REEKS OPDRACHTEN
(a) Beantwoord de volgende vragen over de tekst over de brugtoeslag.
(i) Volgens welke paragraaf en welke bijlage worden de metingen voor de brugtoeslag uitgevoerd?
(ii) Wat wordt als brugtoeslag beschouwd?
(iii) In welk geval moeten de meetresultaten worden gecorrigeerd?
(b) Zet de tekst over de brugtoeslag voort vanaf het punt waar die ophoudt.

Vaststellen brugtoeslag
De brugtoeslag wordt vastgesteld op basis van metingen volgens paragraaf 4.2 uit Bijlage IVf van de Omgevingsregeling. Hierbij worden vergelijkende immissiemetingen uitgevoerd bij de spoorbrug en bij een spoor op een normaal talud (referentie locatie). Het gevonden verschil in geluidniveau is de brugtoeslag.
Naast de geluidmetingen wordt ook de railruwheid van het spoor gemeten. Als railruwheid op de referentie locatie significant hoger is dan de gemiddelde landelijke spoorstaafruwheid moeten de resultaten hiervoor gecorrigeerd worden. Bij een hogere railruwheid op de spoorbrug wordt verondersteld dat dit representatief is voor de spoorbrug.

AANGELEVERDE GEGEVENS

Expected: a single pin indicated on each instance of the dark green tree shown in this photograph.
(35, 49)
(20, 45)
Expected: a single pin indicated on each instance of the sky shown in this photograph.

IN ANTWOORD
(a)
(i) Volgens paragraaf 4.2 uit Bijlage IVf van de Omgevingsregeling.
(ii) Het gevonden verschil in geluidniveau tussen de spoorbrug en het spoor op een normaal talud (de referentielocatie).
(iii) Als de railruwheid op de referentielocatie significant hoger is dan de gemiddelde landelijke spoorstaafruwheid.

(b)
Wij hebben ruime ervaring met het uitvoeren van akoestische onderzoeken aan (spoor)bruggen. Ook hebben we de benodigde kennis en apparatuur in huis voor het vaststellen van de brugtoeslag en het uitvoeren van de railruwheidsmetingen.
Toepassing brugtoeslag
De brugtoeslag wordt gebruikt om de geluidemissie bij stalen spoorbruggen te berekenen. ProRail heeft dit nodig om aan het Besluit kwaliteit leefomgeving (Bkl) te voldoen. In dit besluit zijn de maximale geluidniveaus vastgelegd in de zogenaamde geluidproductieplafonds (GPP’s). ProRail moet aantonen dat deze geluidniveaus niet worden overschreden.
Naast ProRail kan het ook voor andere partijen belangrijk zijn om de brugtoeslag te meten. Binnen contracten kan het voorkomen dat aannemers die een spoorbrug bouwen of aanpassen, moeten aantonen dat de brugtoeslag niet hoger is dan de gestelde eisen. Hetzelfde kan gelden voor adviesbureaus die een maatregel voorstellen en moeten aantonen dat hiermee het gewenste effect wordt bereikt.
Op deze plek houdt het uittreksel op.